- **Text**:
──────
However, we are still going to calculate in centric compression because, the deviation being small, we note later that with the determination of the real height of the section, the condition will be respected.

#### Real Height to Be Calculated

In order to determine the real height h of the cross-section, the following hypothesis can be adopted for the reinforcement ratio to be considered: As / Ac = 1%. We can then deduce the real cross-section to be designed and its height as a function of the stress in the reinforcement and the width of the cross-section b.

Area of concrete cross-section

Ac ≥ 3.38 / (16.7 + 400 / 100) = 0.163 m²

Cross-section depth

Ac = b ⋅ h → h ≥ 0.163 / 0.4 = 0.41 m

The assumption h > b made for the slenderness calculation is correct, and we can retain a section height by choosing a multiple of 5 cm; that is to say, h = 45 cm.

Image 06 shows the steps to automatically determine the height of the rectangular cross-section in RF‑CONCRETE Members, using the "Optimize" function.

Equilibrium force of concrete

Fc = 0.40 ⋅ 0.45 ⋅ 16.7 = 3 MN

Equilibrium force of reinforcement

Fs= 3.376 - 3 = 0.38 MN

We deduce the corresponding reinforcement area:

Reinforcement area

As = 0.38 / 400 ⋅ 104 = 9.5 cm²

Having set up steels with a diameter of 20 mm in RF‑CONCRETE Members, the reinforcements provided and determined automatically by the module are 4 members, with a distribution in the corners, as requested; that is, 1 HA 20 per corner. Therefore, the result of the cross-sectional area and the following:

As = 4 ⋅ 3.142 = 12.57 cm²

Mechanical reinforcement ratio

ω = (As ⋅ fyd) / (Ac ⋅ fcd) = 12.57 ⋅ 435 / (40 ⋅ 45 ⋅ 16.7) = 0.182

Final check of limiting slenderness as h > b

n = 3.38 / (0.40 ⋅ 0.45 ⋅ 16.7) = 1.125

B = √(1 + 2 ⋅ ω) = 1.17

λlim = 20 ⋅ 0.7 ⋅ 1.17 ⋅ 0.7 / √1.125 = 10.81 m

λz < λlim → The slenderness criterion is fulfilled.
──────
- **Problem to work on**:
In the text, what section height is retained after choosing a multiple of 5 cm? The listing has no role in this exercise.

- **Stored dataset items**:
──────
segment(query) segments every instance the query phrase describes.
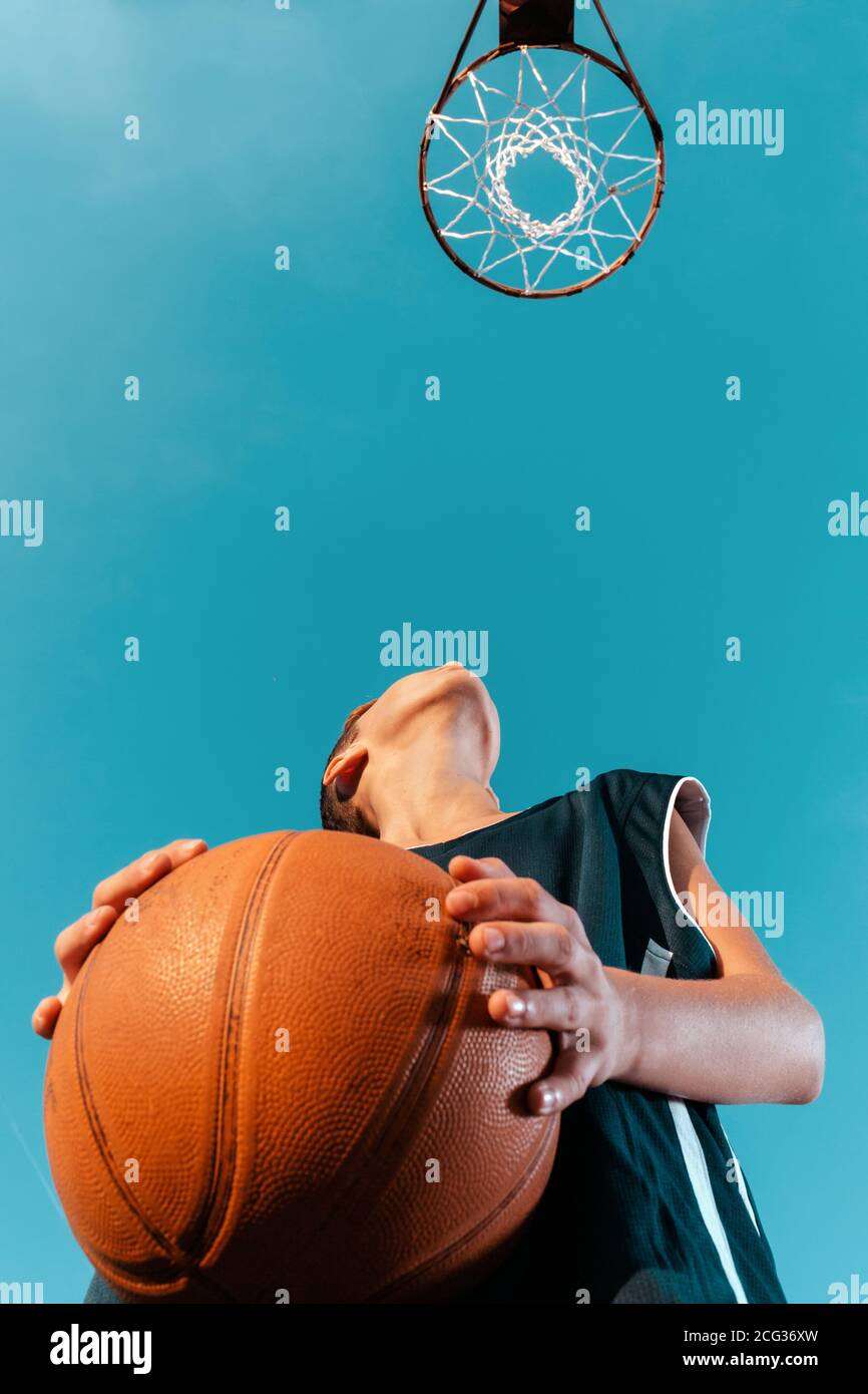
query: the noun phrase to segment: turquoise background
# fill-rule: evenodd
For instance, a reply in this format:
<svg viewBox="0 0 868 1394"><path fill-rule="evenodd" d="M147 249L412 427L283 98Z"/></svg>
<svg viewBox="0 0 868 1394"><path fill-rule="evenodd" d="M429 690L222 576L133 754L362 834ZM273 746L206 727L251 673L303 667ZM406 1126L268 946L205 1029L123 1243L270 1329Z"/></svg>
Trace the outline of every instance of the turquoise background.
<svg viewBox="0 0 868 1394"><path fill-rule="evenodd" d="M868 495L868 15L610 0L666 198L623 272L532 304L460 275L418 206L470 10L0 10L0 493L45 500L40 548L0 538L0 1278L50 1302L88 1277L29 1030L54 935L171 838L313 824L403 620L489 631L504 809L577 765L695 774L722 884L784 891L768 947L823 1012L828 1083L724 1124L789 1298L868 1278L868 538L826 528ZM606 43L592 14L577 36ZM784 153L676 145L699 100L784 107Z"/></svg>

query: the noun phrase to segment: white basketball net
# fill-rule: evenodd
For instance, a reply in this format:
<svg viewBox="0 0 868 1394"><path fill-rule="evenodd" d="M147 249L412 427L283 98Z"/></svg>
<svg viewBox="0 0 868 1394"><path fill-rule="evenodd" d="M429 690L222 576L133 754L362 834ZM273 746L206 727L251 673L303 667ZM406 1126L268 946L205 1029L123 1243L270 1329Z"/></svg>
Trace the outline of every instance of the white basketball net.
<svg viewBox="0 0 868 1394"><path fill-rule="evenodd" d="M556 82L546 82L541 53L561 59ZM543 289L546 277L560 287L609 270L640 238L652 195L634 195L653 188L659 163L645 112L635 99L594 110L591 74L607 79L607 96L619 100L631 96L620 79L567 50L536 54L520 49L511 56L514 93L493 85L504 57L470 72L449 103L463 107L463 114L447 109L431 118L432 139L450 142L436 164L450 167L443 173L432 169L431 144L426 163L428 195L442 237L475 272L529 293ZM564 59L570 60L566 77ZM456 102L464 89L472 102ZM564 98L570 112L563 109ZM557 160L575 190L571 206L549 220L518 208L509 187L518 162L538 152ZM453 159L457 153L457 163L450 153ZM451 217L447 201L454 205ZM442 212L446 220L439 217Z"/></svg>

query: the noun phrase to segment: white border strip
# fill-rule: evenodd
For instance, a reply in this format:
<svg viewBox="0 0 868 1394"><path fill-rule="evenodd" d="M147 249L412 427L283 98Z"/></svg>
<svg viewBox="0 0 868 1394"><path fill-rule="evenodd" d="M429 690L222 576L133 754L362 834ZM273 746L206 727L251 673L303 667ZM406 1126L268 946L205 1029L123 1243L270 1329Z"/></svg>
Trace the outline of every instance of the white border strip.
<svg viewBox="0 0 868 1394"><path fill-rule="evenodd" d="M673 901L681 909L688 923L692 924L695 930L698 930L698 933L702 935L702 938L705 940L705 942L708 944L709 949L713 953L715 947L709 941L702 926L698 924L697 920L694 920L692 914L690 914L687 909L684 909L684 905L676 892L674 881L672 880L672 868L669 866L669 829L672 825L672 815L674 813L679 795L685 783L697 785L702 790L702 795L705 797L706 817L704 818L702 827L699 828L699 836L697 838L699 852L702 853L702 856L705 856L705 839L708 835L708 825L711 822L711 799L708 796L708 789L699 779L694 779L690 775L685 775L683 779L679 779L677 785L672 790L672 795L669 796L669 807L666 809L666 821L663 824L663 849L662 849L663 870L666 873L666 884L669 885L669 891ZM733 1260L733 1250L730 1249L729 1238L726 1235L726 1230L723 1228L723 1221L720 1218L720 1213L715 1202L715 1192L712 1189L711 1177L708 1174L708 1161L705 1158L705 1153L702 1151L702 1143L699 1142L697 1129L694 1128L692 1118L690 1117L687 1104L684 1103L683 1098L670 1098L669 1107L672 1110L672 1117L676 1125L676 1133L679 1138L679 1143L681 1146L681 1156L684 1157L687 1175L690 1177L690 1184L694 1189L694 1196L697 1197L699 1214L702 1216L705 1228L711 1235L712 1243L718 1250L718 1257L720 1259L720 1266L726 1274L726 1280L731 1287L733 1292L736 1294L736 1302L738 1302L740 1305L747 1305L747 1294L741 1287L741 1278L738 1277L738 1273L736 1270L736 1263ZM723 1136L726 1138L726 1133L723 1133ZM729 1147L729 1138L726 1138L726 1144ZM741 1179L741 1167L738 1165L737 1158L736 1158L736 1171L738 1177L738 1192L741 1195L741 1199L747 1204L751 1220L754 1220L754 1224L757 1224L757 1220L754 1218L754 1211L751 1210L751 1204L747 1199L747 1190L744 1189L744 1182Z"/></svg>

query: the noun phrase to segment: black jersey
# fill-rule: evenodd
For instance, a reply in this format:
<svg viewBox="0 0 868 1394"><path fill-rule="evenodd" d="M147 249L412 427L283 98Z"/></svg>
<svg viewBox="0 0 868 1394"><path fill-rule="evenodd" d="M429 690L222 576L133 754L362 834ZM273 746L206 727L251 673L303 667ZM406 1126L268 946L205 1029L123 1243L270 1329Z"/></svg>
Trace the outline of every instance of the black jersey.
<svg viewBox="0 0 868 1394"><path fill-rule="evenodd" d="M460 852L500 857L574 906L610 967L709 979L715 952L669 870L676 806L704 848L709 803L698 781L614 769L582 792L412 850L442 867ZM606 1083L563 1114L543 1200L511 1259L471 1301L786 1298L715 1107Z"/></svg>

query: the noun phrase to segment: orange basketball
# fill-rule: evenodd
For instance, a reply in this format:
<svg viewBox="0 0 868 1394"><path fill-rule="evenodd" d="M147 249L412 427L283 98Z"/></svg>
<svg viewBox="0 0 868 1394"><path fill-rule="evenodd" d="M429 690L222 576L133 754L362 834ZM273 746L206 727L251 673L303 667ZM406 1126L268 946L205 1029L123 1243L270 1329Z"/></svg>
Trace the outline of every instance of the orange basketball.
<svg viewBox="0 0 868 1394"><path fill-rule="evenodd" d="M457 1295L548 1181L527 1114L545 1032L490 1022L481 965L411 852L269 832L145 892L95 949L49 1055L54 1182L132 1301ZM527 981L527 979L525 979Z"/></svg>

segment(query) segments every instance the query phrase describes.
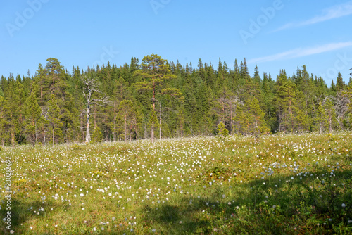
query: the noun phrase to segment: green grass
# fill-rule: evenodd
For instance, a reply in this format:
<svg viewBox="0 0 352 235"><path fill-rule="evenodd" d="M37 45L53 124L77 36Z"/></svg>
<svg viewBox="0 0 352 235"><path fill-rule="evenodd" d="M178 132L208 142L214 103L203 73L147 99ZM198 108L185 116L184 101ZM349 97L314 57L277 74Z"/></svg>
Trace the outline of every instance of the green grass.
<svg viewBox="0 0 352 235"><path fill-rule="evenodd" d="M351 136L3 147L1 213L8 156L18 234L351 234Z"/></svg>

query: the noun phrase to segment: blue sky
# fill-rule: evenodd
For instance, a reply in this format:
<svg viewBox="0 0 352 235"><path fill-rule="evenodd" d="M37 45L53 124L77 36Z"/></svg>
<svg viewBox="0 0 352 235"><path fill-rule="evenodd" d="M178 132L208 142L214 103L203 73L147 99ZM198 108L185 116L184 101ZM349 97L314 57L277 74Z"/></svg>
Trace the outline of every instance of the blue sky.
<svg viewBox="0 0 352 235"><path fill-rule="evenodd" d="M69 72L108 60L118 66L156 53L253 75L289 75L306 65L329 86L352 68L352 1L17 0L0 9L0 75L34 74L46 58Z"/></svg>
──────
- **Solution to this exercise**:
h = 45 cm